## Excerpted text
--- Start ---

Wife and husband and uncontracepted childen should sit one with the other and observe the rituals that give identity and being to the nature of the person as a real consumer, rather than dashing through the shop for that food and buying all sorts of products just by choice - individualism is mass, again. They even sell condoms and sometimes next to DVDs and CDs that are of mass entertainment.
There is also an argument here against the freezer. No doubt why then it is called a freezer: my Derrida based interception of this language indicates the freezing of the community of the family. It would be better to buy daily, and of course respond positively and more easily to that universal claim of getting your five a day. There is much to be said for the pantry.
And what of the wrongdoer and the shoplifter? In modern legal practice, we generally work on the assumption that the wrongdoer's civic identity is to be preserved intact. Is it not better, however, to identify the shoplifter by a swift chop-off of the hand as in the sharia law that some communities may wish to observe, without compulsion of course? We might see the benefits, after all one hand chopped off and you are hardly likely to shoplift a second time.

--- End ---

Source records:
--- Start ---

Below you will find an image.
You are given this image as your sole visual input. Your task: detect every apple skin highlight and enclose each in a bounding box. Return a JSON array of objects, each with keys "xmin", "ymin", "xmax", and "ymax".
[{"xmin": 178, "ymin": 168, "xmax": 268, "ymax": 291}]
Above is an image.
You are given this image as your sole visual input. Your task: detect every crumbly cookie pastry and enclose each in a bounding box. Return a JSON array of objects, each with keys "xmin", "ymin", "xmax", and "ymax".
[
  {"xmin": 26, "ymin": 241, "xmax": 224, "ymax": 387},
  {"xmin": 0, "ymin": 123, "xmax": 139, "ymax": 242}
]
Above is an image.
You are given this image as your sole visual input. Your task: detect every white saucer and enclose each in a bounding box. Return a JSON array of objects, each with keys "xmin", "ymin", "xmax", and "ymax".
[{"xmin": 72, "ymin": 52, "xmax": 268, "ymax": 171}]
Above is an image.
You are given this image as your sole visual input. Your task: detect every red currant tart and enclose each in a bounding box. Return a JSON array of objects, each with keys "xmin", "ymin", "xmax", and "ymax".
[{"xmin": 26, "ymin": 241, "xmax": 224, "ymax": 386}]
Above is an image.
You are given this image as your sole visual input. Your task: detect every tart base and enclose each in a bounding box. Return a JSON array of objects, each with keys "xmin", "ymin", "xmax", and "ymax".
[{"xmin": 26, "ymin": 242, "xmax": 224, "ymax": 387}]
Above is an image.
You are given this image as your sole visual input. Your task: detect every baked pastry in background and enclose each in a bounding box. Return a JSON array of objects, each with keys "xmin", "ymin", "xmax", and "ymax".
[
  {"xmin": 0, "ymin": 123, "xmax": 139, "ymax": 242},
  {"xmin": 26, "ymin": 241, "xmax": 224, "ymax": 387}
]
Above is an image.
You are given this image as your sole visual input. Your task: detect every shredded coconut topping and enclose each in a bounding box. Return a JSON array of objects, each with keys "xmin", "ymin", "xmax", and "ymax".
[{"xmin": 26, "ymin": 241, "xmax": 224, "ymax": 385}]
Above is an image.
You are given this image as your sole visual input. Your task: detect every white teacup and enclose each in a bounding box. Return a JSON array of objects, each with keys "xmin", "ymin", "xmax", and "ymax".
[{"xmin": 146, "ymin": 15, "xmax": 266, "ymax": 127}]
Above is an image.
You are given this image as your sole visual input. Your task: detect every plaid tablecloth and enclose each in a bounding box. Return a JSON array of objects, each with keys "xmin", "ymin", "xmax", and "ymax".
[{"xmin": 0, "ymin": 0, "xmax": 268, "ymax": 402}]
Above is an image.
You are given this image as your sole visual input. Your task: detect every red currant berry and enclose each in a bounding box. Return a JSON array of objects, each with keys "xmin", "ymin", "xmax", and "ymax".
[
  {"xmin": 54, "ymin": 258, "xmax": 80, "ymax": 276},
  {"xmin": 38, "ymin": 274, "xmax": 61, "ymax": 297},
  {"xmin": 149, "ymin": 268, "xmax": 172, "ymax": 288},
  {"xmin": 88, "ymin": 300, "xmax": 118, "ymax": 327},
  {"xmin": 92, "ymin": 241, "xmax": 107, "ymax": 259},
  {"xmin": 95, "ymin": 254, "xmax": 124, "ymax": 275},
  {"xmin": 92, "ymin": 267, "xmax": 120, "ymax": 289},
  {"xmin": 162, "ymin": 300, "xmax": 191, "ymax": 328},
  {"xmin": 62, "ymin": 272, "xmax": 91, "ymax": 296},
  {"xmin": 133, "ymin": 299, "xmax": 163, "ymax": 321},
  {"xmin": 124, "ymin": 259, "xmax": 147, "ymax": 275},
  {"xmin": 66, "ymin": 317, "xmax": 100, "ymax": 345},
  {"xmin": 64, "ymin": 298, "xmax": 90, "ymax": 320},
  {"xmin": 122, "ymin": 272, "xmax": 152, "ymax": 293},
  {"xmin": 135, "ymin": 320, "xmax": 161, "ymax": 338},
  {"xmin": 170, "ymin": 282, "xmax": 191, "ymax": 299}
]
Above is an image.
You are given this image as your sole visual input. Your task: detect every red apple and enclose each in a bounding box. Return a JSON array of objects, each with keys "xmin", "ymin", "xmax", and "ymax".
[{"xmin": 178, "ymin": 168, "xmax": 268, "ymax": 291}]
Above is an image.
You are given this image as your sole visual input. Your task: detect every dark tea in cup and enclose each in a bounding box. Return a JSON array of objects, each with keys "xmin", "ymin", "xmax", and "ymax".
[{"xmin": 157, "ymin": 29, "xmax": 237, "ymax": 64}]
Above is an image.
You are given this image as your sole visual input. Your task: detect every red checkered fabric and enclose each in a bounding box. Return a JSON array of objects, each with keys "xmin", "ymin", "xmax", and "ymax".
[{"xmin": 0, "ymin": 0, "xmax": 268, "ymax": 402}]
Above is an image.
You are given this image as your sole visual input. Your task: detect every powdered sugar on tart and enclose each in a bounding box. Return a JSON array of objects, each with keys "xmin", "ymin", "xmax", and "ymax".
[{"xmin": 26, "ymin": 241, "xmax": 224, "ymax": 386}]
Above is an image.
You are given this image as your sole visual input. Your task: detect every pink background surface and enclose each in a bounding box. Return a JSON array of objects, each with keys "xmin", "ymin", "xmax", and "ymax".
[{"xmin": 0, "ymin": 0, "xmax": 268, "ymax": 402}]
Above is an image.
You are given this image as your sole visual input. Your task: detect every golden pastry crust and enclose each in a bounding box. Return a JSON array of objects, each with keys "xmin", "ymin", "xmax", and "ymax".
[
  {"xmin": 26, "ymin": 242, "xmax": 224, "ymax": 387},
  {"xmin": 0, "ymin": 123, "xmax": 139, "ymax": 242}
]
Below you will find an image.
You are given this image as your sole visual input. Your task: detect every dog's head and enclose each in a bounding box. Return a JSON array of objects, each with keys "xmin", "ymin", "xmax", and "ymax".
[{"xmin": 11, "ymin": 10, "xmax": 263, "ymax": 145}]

--- End ---

## Brief 1
Answer these questions from the excerpted text on shopping and family life.
(a) Beside which two kinds of goods does the text say condoms are sometimes sold?
(b) According to the text, there is much to be said for what?
(c) In modern legal practice, what is generally assumed about the wrongdoer's civic identity?
## Brief 2
Pick out every line of the entries that contains the string "currant", matching case exactly.

## Task output 1
(a) DVDs and CDs.
(b) The pantry.
(c) That it is to be preserved intact.

## Task output 2
You are given this image as your sole visual input. Your task: detect every red currant tart and enclose each in a bounding box. Return a JSON array of objects, each with keys "xmin", "ymin", "xmax", and "ymax".
You are given this image as your sole visual input. Your task: detect every red currant berry and enclose each in a bounding box. Return a JSON array of objects, each with keys "xmin", "ymin", "xmax", and "ymax".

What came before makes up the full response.